### Exercises
1. Answer these questions about the message on TX timestamp timeouts, one line each:
(a) Which Debian release does the newly built computer run?
(b) By what means was the system timebase synchronized?
(c) What packet size does the "sampled values" traffic use?
2. Carry on the message on TX timestamp timeouts, starting after its final sentence.

┌─ Text block

Dear gents,

let me just briefly follow up on the past thread on "TX timestamp 
timeouts". To sum up: on the my part the problem seems gone.

In the three months that have passed, I've built another computer
with some i210 and i82574 NIC's inside (related to my thread on
precise timestamping when capturing). I took some unsold ATX mobo 
with quad Intel NIC's and added some i210's in PCI-e slots.
I also ended up with some fiber NIC's that cannot be synced by 
external PPS, and thus I needed to sync my system timebase too, and I 
did that by PTP on one of the Intel NIC's.
This new computer already has Debian 9 Stretch, and the kernel is 
4.14.10.

On tuesday I had another chance to try PTP against the TC switch at a 
substation with IEC61850 running. The "sampled values" (not GOOSE) 
traffic is a rapid fire of 3.5 Mbps in 124B packets, i.e. about 
3.5kpps, on a 100Mbps network. The PTP is mixed in that.
And, ptp4l on the Intel NIC's worked fine.

└─
┌─ Data records

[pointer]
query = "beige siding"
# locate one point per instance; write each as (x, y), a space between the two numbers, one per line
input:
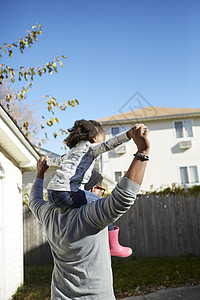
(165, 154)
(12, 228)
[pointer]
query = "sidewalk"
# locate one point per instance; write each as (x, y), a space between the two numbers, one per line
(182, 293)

└─
┌─ Data records

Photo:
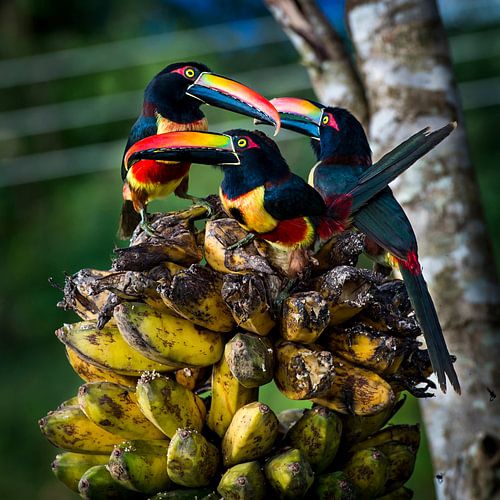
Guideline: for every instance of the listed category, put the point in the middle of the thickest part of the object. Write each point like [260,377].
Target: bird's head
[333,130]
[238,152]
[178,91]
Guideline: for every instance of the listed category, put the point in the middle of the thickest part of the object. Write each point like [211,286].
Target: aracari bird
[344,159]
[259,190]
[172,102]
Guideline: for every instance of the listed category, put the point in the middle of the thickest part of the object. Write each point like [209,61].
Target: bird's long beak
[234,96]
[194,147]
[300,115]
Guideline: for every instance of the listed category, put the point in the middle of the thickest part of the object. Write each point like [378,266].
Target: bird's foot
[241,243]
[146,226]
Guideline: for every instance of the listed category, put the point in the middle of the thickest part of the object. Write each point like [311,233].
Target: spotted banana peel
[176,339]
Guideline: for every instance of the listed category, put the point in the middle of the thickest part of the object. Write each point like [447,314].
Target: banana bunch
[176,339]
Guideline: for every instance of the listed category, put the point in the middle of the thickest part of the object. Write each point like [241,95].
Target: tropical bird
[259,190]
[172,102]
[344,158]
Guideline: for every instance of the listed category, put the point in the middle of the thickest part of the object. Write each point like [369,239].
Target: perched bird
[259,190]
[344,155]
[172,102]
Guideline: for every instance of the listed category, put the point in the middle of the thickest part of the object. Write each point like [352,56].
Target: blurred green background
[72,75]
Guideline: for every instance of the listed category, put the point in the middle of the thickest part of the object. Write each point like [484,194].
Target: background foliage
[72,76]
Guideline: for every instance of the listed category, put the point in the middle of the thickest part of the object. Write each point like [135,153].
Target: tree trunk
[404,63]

└─
┌─ Data records

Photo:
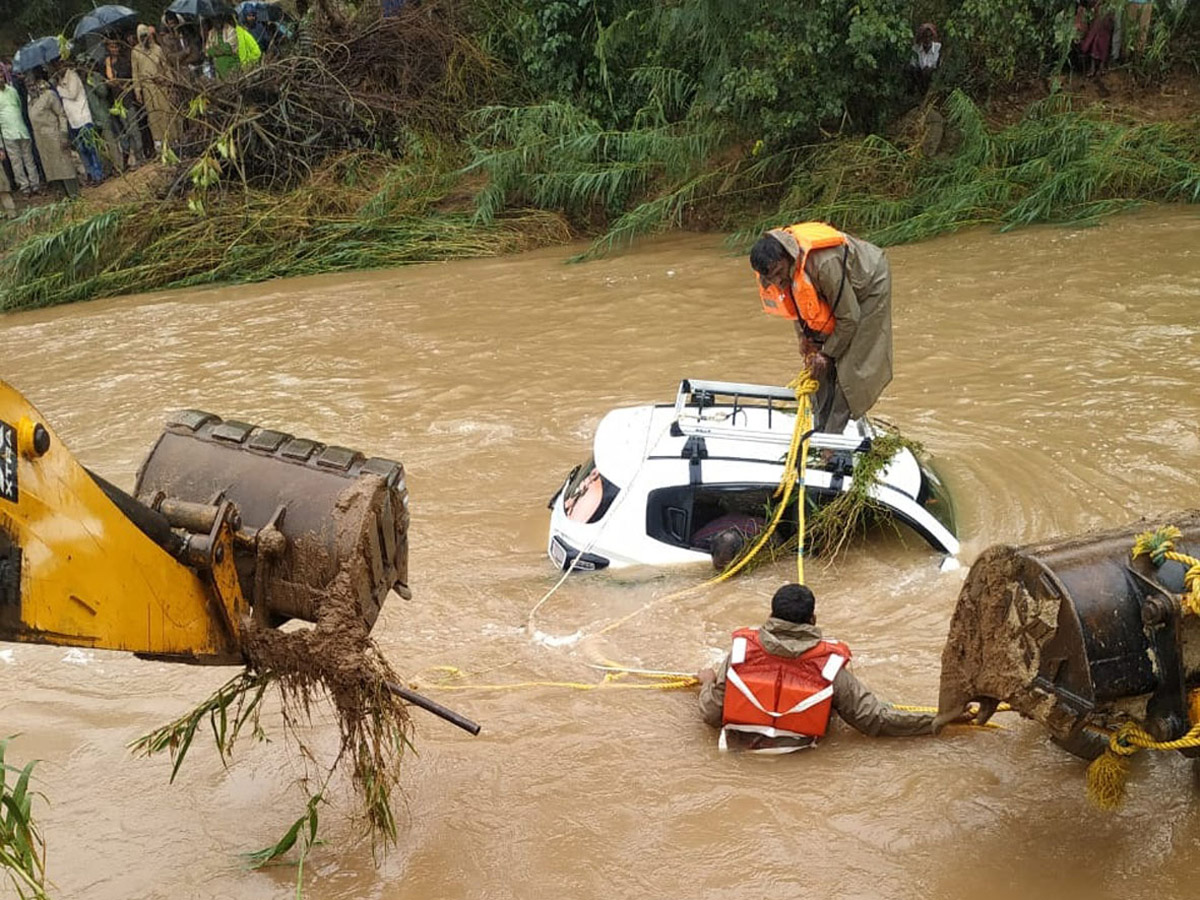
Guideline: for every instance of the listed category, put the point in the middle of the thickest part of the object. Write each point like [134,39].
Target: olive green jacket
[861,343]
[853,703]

└─

### Task results
1.
(a) Debian 9 Stretch
(b) By PTP on one of the Intel NICs
(c) 124 bytes

2.
This time I prepared the interface for PTP (and for the capturing 
too) using the following script:

ethtool --set-eee $netdev eee off
ethtool --pause $netdev rx off tx off autoneg off
# unfortunately, forced mdix off is exclusive with autoneg off :-(
#ethtool -s $netdev mdix off
ethtool -s $netdev speed 100 duplex full autoneg off
ip link set dev $netdev up

There was not a hint of any problem, neither in ptp4l (TX timestamp 
timeout) nor in t-shark doing the HW-timestamped capturing.

This is probably my last message with this subject, 
thanks for all your attention and help.

Frank

On 9 Dec 2017 at 16:26, linuxptp-devel@lists.sourcefo wrote:
> On 7 Dec 2017 at 21:55, Keller, Jacob E wrote:
> > > About ethtool stats - I now understand that you mean the output of
> > > ethtool -S, namely the lines
> > >      tx_hwtstamp_timeouts: 0
> > >      tx_hwtstamp_skipped: 0
> > >      rx_hwtstamp_cleared: 0
> > > This is what they look like now, that the error does not occur.
> > > In a few days I will probably have a chance to try it in the field
> > > again, on a PTP TC switch wih GOOSE flooding the network... that's
> > > where the misbehavior was most stubborn. Well now I know what to look
> > > at :-) I'll report more numbers when I have some.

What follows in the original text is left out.